---- EXERCISE INPUTS

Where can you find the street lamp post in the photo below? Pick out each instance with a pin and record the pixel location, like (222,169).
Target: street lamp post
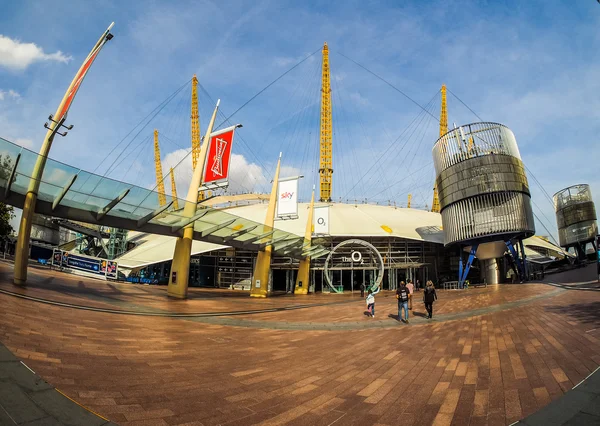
(56,123)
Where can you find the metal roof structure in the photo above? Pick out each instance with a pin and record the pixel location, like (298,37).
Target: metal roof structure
(71,193)
(346,220)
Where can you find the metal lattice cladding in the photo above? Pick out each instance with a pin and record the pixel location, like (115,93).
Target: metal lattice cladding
(174,191)
(160,185)
(483,189)
(575,215)
(435,205)
(325,163)
(195,116)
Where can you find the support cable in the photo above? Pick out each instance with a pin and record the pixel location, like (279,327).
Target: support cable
(391,85)
(148,117)
(266,87)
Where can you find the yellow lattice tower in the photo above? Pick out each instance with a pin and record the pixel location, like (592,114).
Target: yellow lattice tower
(160,185)
(195,123)
(435,205)
(174,191)
(325,163)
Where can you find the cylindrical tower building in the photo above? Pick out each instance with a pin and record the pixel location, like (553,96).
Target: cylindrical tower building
(483,191)
(575,217)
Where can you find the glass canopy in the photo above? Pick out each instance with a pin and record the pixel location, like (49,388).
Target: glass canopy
(71,193)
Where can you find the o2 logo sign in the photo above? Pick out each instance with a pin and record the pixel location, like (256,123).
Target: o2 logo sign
(355,257)
(358,250)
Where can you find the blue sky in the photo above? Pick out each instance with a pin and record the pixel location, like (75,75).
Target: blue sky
(533,66)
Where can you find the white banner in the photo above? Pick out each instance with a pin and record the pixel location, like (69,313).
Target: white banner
(287,199)
(321,220)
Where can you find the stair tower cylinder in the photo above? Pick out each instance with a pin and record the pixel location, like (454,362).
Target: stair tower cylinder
(160,185)
(195,116)
(575,217)
(435,204)
(484,194)
(325,162)
(174,191)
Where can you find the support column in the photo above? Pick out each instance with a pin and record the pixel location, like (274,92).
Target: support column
(260,278)
(302,281)
(180,269)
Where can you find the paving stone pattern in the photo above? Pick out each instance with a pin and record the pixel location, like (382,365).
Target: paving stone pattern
(501,354)
(26,399)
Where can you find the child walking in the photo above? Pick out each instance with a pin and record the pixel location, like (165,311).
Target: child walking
(371,302)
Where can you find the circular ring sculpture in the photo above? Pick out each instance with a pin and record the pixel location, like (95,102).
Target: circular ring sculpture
(355,257)
(575,215)
(482,186)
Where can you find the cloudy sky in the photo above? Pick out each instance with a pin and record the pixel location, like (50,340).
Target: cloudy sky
(533,66)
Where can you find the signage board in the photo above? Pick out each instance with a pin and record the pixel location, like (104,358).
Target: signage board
(218,159)
(89,264)
(321,220)
(287,199)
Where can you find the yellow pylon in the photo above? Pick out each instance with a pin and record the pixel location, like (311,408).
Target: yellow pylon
(435,205)
(174,191)
(325,163)
(160,185)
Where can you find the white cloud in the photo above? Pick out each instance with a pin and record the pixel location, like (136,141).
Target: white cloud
(9,94)
(358,99)
(25,143)
(16,55)
(244,176)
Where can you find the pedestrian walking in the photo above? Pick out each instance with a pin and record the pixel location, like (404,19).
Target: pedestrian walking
(403,295)
(429,296)
(371,302)
(410,286)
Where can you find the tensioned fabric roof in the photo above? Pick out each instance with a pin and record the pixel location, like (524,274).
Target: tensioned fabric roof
(71,193)
(346,220)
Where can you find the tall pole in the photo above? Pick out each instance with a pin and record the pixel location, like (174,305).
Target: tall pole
(260,278)
(56,122)
(435,205)
(302,281)
(180,269)
(325,162)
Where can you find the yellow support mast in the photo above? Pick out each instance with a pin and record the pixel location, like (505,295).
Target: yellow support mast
(174,191)
(195,116)
(435,205)
(160,185)
(325,164)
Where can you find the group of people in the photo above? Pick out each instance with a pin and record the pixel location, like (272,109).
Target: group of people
(404,295)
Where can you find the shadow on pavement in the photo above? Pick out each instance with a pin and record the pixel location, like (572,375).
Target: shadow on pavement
(584,312)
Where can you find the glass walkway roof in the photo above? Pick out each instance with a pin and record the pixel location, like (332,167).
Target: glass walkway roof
(71,193)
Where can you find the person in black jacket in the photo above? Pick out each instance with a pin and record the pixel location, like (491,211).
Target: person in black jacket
(429,295)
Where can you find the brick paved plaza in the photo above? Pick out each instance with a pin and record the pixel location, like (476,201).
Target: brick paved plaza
(491,356)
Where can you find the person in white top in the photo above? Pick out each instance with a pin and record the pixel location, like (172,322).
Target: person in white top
(371,302)
(411,289)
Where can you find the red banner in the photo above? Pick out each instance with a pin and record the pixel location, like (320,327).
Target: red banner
(218,157)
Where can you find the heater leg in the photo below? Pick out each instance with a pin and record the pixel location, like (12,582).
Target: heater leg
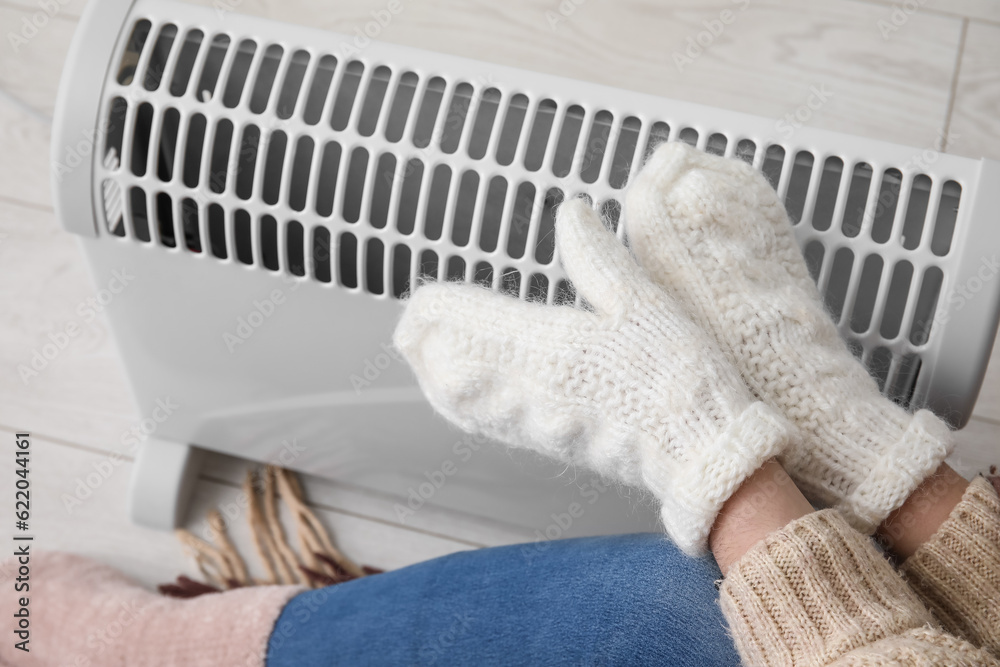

--------

=== TASK GOAL ===
Find the line containing "Where can you find the group" in the listing above. Restate it and every line after it, word for word, through the final line, leaving out the pictures.

=== RESULT OF THIS TASK ===
Where can you find the group of people in the photo above? Pick out each instance with a pin and record the pixel location, like (272,109).
Target: group of people
(404,295)
Where can you find the shadow on pavement in the photo above? Pick out each instance with a pin and record the pixel location, like (572,375).
Target: shadow on pavement
(584,312)
Where can you find the glass walkway roof in the photo above? Pick out each instance with a pin and record the pixel location, like (332,167).
Target: glass walkway roof
(71,193)
Where can you find the person in black jacket in the photo above? Pick out each instance with a pin and record the pixel location, like (491,211).
Target: person in black jacket
(429,295)
Where can you find the brick paved plaza in the photo above? Pick out each instance with a pin and record the pixel location, like (476,201).
Target: brick paved plaza
(491,356)
Where can you find the person in white top in the photo above? Pick out each instance with a pin and record the pixel location, like (172,322).
Target: person in white top
(371,302)
(411,289)
Where can you find the red banner in the photo above? Pick out each instance with a pin and record the pixel location, like (320,327).
Target: red banner
(218,157)
Where can you find the heater leg in the photo below? Pick out each instance with a pin and record the pixel location, like (12,582).
Target: heater leg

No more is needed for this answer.